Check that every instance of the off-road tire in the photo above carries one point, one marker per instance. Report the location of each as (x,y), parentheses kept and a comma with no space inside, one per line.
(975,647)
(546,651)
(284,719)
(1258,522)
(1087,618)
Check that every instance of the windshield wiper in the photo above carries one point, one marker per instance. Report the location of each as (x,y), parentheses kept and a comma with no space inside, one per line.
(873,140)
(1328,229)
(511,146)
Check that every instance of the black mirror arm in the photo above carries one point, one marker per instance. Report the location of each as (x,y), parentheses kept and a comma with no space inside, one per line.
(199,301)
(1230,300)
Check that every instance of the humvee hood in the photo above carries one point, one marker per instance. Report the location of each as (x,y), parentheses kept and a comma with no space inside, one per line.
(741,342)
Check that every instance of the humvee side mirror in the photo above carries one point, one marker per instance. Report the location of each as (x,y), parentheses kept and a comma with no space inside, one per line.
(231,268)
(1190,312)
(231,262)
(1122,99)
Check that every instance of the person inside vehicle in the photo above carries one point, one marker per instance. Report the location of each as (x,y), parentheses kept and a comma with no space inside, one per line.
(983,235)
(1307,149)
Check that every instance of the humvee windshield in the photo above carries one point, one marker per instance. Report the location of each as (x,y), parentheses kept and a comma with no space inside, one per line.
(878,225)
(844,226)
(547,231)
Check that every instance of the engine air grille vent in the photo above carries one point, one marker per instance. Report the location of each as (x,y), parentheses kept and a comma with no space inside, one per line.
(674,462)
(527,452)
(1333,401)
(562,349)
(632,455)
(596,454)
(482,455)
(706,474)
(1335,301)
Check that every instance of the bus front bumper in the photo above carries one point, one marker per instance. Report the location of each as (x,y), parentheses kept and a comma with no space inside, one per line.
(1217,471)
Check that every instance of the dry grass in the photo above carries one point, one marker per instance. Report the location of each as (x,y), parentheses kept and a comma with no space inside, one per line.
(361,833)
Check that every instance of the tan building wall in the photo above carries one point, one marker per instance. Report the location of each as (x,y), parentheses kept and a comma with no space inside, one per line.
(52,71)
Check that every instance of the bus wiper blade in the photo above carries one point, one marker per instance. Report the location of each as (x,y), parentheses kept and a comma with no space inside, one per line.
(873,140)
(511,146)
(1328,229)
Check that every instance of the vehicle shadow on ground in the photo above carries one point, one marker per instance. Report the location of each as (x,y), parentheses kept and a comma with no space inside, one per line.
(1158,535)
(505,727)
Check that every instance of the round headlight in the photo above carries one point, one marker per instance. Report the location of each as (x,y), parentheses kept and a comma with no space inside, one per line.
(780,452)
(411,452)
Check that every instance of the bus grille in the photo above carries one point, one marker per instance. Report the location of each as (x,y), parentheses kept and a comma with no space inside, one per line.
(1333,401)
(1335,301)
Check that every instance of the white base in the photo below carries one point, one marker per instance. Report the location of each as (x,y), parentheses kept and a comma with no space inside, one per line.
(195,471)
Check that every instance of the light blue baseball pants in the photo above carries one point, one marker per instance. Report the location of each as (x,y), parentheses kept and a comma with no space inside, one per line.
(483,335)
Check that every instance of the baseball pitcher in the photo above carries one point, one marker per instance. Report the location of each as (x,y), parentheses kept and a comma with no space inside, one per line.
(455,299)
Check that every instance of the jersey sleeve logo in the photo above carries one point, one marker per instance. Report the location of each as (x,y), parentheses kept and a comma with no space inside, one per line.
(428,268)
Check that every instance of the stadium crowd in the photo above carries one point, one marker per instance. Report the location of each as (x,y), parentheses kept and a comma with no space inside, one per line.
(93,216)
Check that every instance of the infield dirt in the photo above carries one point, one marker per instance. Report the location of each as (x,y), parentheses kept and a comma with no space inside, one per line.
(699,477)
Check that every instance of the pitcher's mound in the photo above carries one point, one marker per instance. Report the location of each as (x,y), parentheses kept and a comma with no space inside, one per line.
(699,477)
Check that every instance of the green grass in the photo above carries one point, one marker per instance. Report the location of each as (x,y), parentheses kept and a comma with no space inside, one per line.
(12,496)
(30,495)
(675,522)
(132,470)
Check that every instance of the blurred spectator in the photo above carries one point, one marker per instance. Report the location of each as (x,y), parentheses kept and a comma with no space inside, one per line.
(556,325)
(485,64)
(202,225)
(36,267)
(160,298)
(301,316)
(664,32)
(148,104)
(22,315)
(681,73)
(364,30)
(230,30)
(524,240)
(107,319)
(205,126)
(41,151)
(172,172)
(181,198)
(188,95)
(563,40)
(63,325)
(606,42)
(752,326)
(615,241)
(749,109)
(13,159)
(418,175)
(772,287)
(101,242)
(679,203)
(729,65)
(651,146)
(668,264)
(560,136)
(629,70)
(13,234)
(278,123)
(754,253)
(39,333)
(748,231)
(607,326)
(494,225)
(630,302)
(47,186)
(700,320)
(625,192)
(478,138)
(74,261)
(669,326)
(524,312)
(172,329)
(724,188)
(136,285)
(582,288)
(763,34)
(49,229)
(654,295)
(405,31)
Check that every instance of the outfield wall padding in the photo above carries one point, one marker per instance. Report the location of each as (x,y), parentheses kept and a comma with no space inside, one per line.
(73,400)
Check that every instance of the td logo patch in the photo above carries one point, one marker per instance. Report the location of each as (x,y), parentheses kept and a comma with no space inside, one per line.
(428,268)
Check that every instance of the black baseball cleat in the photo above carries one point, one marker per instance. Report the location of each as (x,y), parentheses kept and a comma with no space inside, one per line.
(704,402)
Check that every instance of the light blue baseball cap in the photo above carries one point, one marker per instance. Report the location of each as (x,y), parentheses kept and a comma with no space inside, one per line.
════
Could you scale the entries from the line with "Check that every instance of the black baseball" up to and including the final line of the entries? Give all those lines again, requests included, with each x and y coordinate in the answers multiplied by 1.15 and rounded to a whole number, halves rounded up.

Check that every instance of the black baseball cleat in the photo above carries one point, one marker per instance. Report the location of each as (x,y), parentheses kept and a comma with no space inside, one per line.
(810,462)
Check that every instance of the light blue baseball cap in the photo above carries one point, one marker per instance. Report the location of each as (x,y), parentheses kept and a comma with no space inside, one per line.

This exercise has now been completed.